# POLECENIE PISEMNE
Ile wierszy poniżej zawiera słowo „segment”, przy czym wielkość liter ma znaczenie? Podaj wyłącznie liczbę.

# PODANE WPISY
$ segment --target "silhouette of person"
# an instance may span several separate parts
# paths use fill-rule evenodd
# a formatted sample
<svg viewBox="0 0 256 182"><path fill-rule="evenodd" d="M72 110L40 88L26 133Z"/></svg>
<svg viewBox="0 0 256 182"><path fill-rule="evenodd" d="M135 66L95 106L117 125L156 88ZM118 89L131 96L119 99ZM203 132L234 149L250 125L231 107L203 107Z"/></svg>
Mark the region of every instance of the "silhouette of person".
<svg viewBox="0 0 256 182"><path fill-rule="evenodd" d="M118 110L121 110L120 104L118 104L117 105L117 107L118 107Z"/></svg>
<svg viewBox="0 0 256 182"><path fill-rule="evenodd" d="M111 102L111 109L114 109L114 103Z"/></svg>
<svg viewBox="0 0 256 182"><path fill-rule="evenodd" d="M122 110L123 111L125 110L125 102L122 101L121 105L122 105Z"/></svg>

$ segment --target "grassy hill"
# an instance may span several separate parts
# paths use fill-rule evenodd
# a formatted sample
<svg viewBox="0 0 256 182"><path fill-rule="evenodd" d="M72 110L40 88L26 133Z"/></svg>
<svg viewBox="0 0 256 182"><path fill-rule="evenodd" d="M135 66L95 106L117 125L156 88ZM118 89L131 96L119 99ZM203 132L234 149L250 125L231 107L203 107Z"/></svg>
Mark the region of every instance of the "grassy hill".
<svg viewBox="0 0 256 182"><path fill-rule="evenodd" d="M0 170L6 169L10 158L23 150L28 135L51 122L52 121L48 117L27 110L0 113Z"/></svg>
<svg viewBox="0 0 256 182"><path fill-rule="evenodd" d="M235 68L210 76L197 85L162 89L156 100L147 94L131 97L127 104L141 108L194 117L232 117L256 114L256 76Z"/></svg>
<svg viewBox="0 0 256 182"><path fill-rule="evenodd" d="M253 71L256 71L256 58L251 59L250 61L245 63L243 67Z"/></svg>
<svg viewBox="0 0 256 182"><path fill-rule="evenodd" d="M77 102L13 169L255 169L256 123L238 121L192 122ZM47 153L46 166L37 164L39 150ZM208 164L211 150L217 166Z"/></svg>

# WYNIK ĆWICZENIA
2